• _INSTRUÇÃO ESCRITA_: Prossiga o texto do blogue sobre o engate e a saída de Lisboa com os amigos, a partir da última frase apresentada.

• _TEXTO_:
20.4.07

O engate*

*Engate: quem ainda não souber o que é, vá ao post anterior.


Tu estás livre e eu estou livre
e há uma noite para passar
porque não vamos unidos
porque não vamos ficar
na aventura dos sentidos

Tu estás só e eu mais só estou
que tu tens o meu olhar

tens a minha mão aberta

à espera de se fechar

nessa tua mão deserta

[refrão:]
Vem que o amor
não é o tempo

nem é o tempo

que o faz

vem que o amor

é o momento

em que eu me dou

em que te dás

Tu que buscas companhia
e eu que busco quem quiser

ser o fim desta energia

ser um corpo de prazer

ser o fim de mais um dia

Tu continuas à espera
do melhor que já não vem

e a esperança foi encontrada

antes de ti por alguém

e eu sou melhor que nada

(Canção do Engate, António Variações)


Este fim-de-semana, vou sair de Lisboa com um grupo de amigos. Por si só, o facto não teria nada de extraordinário, não fossem duas coisas: a presença de uma amiga no grupo de que já falei aqui e o ter decidido não aproveitar a oportunidade para ficar a conhecer, ao vivo e a cores, um blogger com quem ainda cheguei a falar algumas vezes por MSN.

Sobre a primeira situação, não vou falar muito, vou esperar para ver como corre. Muito dificilmente ela avançará se eu não lhe der nenhum sinal nesse sentido ― e eu não vou dar, o problema é que temos uma enorme cumplicidade e estou desconfiado que ela vê nesta viagem uma hipótese de acontecer algo mais. Não quero ser obrigado a entrar em explicações, mas também não quero que ela se sinta rejeitada ou magoada. Uma PORRA, é o que eu vos digo. Eu até já ando com medo de fazer brincadeiras, como reconheço ser meu hábito, e a medir muito bem o que digo, pois parece que, de repente, uma ou duas amigas à minha volta se lembraram de me começar a ver com outros olhos… Um dia destes, uma até me mandou um e-mail a dizer que me achava encantatório (deve ter sido dos elogios mais bonitos que recebi em toda a vida). Mas, logo AGORA? Uma vez, um tipo bissexual confidenciou-me que não há nada como um homem se começar a interessar por outros homens para as mulheres se sentirem atraídas… A ser verdade, só encaro essa reacção kamikaze como algo do género: deixa-me cá “salvar” este antes que seja tarde demais; ou, se eu conseguir trazê-lo de novo para o bom caminho isto só provará que eu sou uma mulher e tanto!? Confesso-me baralhado.

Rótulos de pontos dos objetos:
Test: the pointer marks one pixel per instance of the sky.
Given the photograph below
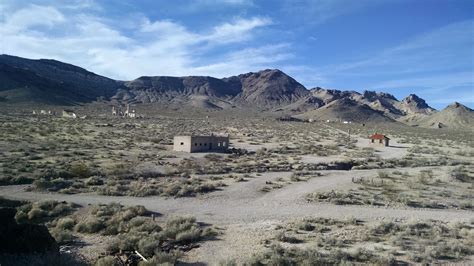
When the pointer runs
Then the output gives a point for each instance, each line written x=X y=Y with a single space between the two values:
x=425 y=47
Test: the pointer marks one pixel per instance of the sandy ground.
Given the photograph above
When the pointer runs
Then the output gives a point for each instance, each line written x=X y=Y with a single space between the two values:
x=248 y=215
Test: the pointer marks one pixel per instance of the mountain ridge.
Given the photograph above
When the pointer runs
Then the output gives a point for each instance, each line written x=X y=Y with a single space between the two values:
...
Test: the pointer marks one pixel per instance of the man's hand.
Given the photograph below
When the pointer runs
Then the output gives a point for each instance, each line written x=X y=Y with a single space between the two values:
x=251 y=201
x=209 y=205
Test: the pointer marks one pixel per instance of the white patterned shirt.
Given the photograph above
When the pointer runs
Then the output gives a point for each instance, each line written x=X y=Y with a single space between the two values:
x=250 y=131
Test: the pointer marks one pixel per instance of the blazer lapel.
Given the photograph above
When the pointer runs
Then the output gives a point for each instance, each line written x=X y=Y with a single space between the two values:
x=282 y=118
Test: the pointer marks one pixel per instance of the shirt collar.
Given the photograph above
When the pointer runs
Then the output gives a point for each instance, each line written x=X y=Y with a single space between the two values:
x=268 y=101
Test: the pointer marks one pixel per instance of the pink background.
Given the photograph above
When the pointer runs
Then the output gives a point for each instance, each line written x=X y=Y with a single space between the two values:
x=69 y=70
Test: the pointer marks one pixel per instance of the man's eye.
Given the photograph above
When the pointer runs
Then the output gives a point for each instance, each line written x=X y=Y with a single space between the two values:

• _RESPOSTA À TAREFA_:
Já o segundo caso não me oferece dúvidas, mas é um precedente que me obriga a pensar naquilo que ando a fazer. Quando li o blogue do fulano em questão ― li porque agora já não leio mais, perdi a paciência para a sua pose ― e das vezes que falámos, não me pareceu má pessoa, mas deu para perceber que, fora algumas coincidências, não temos grande coisa em comum e a nossa forma de estar na vida é muito diferente. Já para não falar que tem uma cabeça complicada. E para complicado já basto eu.

Desde a primeira conversa, sugeriu sempre que marcássemos um encontro para ir beber um copo, “sem intenções sexuais”, ao que eu mostrei sempre grande resistência. Primeiro, não me apetecia sair do anonimato sem mais nem menos, depois porque até acho que pode fazer sentido querer conhecer alguém com quem vamos estabelecendo uma afinidade virtual, mas isso leva tempo e implica ganhar confiança. Neste caso, não só não ganhei suficiente confiança, como acabei mesmo por perder o interesse. Não é para mim.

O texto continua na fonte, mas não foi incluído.